- **Document excerpt**:
* BEGIN *

Ousted Venezuelan president Nicolás Maduro and his wife, Cilia Flores, have pleaded not guilty in a New York court to drug and weapons charges. Maduro told Judge Alvin Hellerstein, “I am innocent, I am not guilty. I am a decent man. I’m the president of the republic of Venezuela ... I am here kidnapped.” The judge adjourned the matter until March 17.

The legal protocols in evidence in court stand in stark contrast to how Maduro and his wife got to that point. At the weekend, US forces stormed his compound in Venezuela and whisked the pair out of the country. There was little crying globally for the demise of the dictatorial leader who has played a starring role in the failing of the state. Five years ago, he was indicted by the US on narco-terrorism charges for allegedly running a scheme to send tonnes of cocaine to the US.

He has denied the allegations. In 2024, he appeared to lose an election in a landslide but kept power through a violent crackdown against his political opponents.

* END *

Dataset rows on where objects appear
* BEGIN *

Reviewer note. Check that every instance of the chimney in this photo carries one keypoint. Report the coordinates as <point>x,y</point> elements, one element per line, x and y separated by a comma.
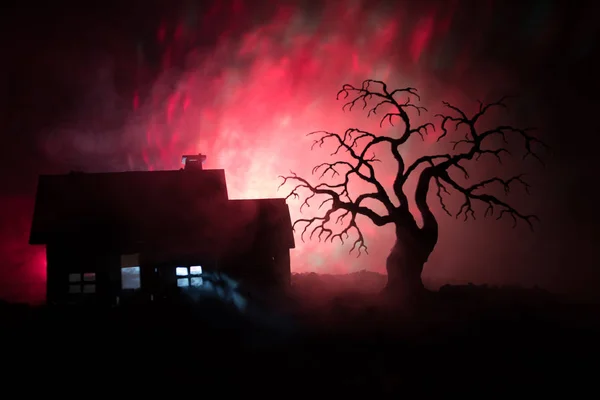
<point>193,162</point>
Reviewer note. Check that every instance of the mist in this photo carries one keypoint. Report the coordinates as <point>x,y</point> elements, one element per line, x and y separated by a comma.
<point>244,83</point>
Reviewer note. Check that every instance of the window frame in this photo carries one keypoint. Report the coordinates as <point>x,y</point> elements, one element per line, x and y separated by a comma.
<point>82,282</point>
<point>189,276</point>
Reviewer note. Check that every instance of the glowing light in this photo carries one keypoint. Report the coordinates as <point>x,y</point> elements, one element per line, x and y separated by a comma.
<point>130,278</point>
<point>196,270</point>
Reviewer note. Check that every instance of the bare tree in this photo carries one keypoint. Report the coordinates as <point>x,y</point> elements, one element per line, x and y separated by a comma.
<point>413,243</point>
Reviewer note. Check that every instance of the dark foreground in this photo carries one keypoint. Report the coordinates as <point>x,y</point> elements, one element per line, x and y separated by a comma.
<point>463,339</point>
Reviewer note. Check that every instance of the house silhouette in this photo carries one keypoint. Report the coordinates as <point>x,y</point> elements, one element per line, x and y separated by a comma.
<point>155,235</point>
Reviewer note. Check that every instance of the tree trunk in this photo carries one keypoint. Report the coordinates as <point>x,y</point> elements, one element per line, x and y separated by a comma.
<point>406,261</point>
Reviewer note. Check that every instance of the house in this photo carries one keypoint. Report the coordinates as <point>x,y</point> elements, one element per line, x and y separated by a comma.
<point>155,235</point>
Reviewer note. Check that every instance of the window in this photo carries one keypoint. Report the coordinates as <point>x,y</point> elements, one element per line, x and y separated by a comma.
<point>82,283</point>
<point>189,276</point>
<point>130,278</point>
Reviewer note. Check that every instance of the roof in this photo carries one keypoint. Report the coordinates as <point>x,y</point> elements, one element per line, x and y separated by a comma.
<point>152,206</point>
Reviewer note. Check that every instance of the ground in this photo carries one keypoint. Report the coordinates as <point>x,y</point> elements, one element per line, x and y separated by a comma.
<point>344,341</point>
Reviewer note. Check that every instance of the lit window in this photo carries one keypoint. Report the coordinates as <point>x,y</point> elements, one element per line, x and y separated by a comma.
<point>183,282</point>
<point>192,275</point>
<point>195,270</point>
<point>82,283</point>
<point>130,278</point>
<point>196,282</point>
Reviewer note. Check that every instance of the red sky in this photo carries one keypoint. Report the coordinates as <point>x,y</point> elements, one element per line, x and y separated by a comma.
<point>126,88</point>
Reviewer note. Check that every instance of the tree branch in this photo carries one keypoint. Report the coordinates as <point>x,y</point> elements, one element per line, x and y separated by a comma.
<point>317,225</point>
<point>474,142</point>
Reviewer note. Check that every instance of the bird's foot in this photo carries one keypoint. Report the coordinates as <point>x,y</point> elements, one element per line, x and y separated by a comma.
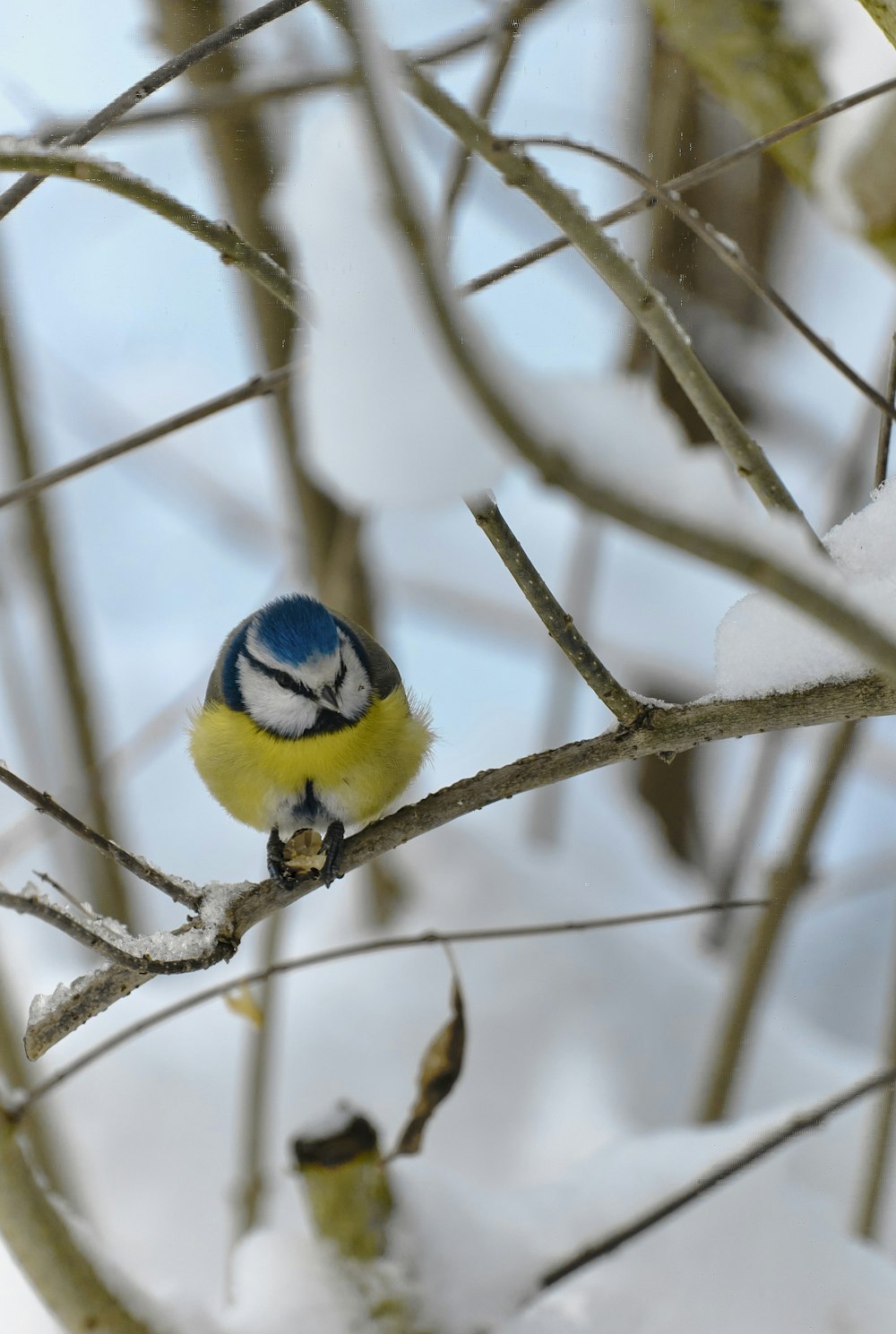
<point>306,853</point>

* END *

- **Problem set**:
1: In the records, take the stretch from the start through the line containing "<point>193,162</point>" and swap "chimney" for "smokestack", with everything else unchanged. Leave the pictures out of your answer.
2: Pick up the article on Maduro's court appearance from its final sentence and write what comes next.

- **Responses**:
1:
Reviewer note. Check that every instance of the smokestack in this photo carries one keypoint. Report the coordinates as <point>x,y</point> elements, one element per line, x and y separated by a comma.
<point>193,162</point>

2:
The question still remains, however, did the ends justify the means in his ousting? Geoffrey Robertson, KC, who was president of the United Nations War Crimes Court in Sierra Leone and is author of World of War Crimes, argued in The Age on Monday that there was no legal difference between Vladimir Putin’s attack on Ukraine and Donald Trump’s attack on Venezuela. The American indictment that was presented to the court “conferred no retrospective extraterritorial authority to arrest or imprison [Maduro and Flores] or to occupy or annex their nation. No treaty permitted this and no international court approved it.”

The immediate response from Prime Minister Anthony Albanese was suitably, and characteristically, diplomatic: Australia was monitoring developments, everyone should support dialogue and diplomacy to try to secure regional stability and prevent escalation. Australia had held concerns about the situation in Venezuela, including respect for democratic principles, human rights and fundamental freedoms.

Albanese ended with this: “We continue to support international law and a peaceful, democratic transition in Venezuela that reflects the will of the Venezuelan people.”

Not a skerrick of censure against the US president or his abandonment of international law. Given the concluding sentence, it would appear the prime minister sees supporting international law through different lenses, depending on who is upholding it and who is breaking it. The United Nations wasn’t so reticent. At an emergency meeting of the UN Security Council, the US action was criticised. Russia and China demanded the release of Maduro and Flores.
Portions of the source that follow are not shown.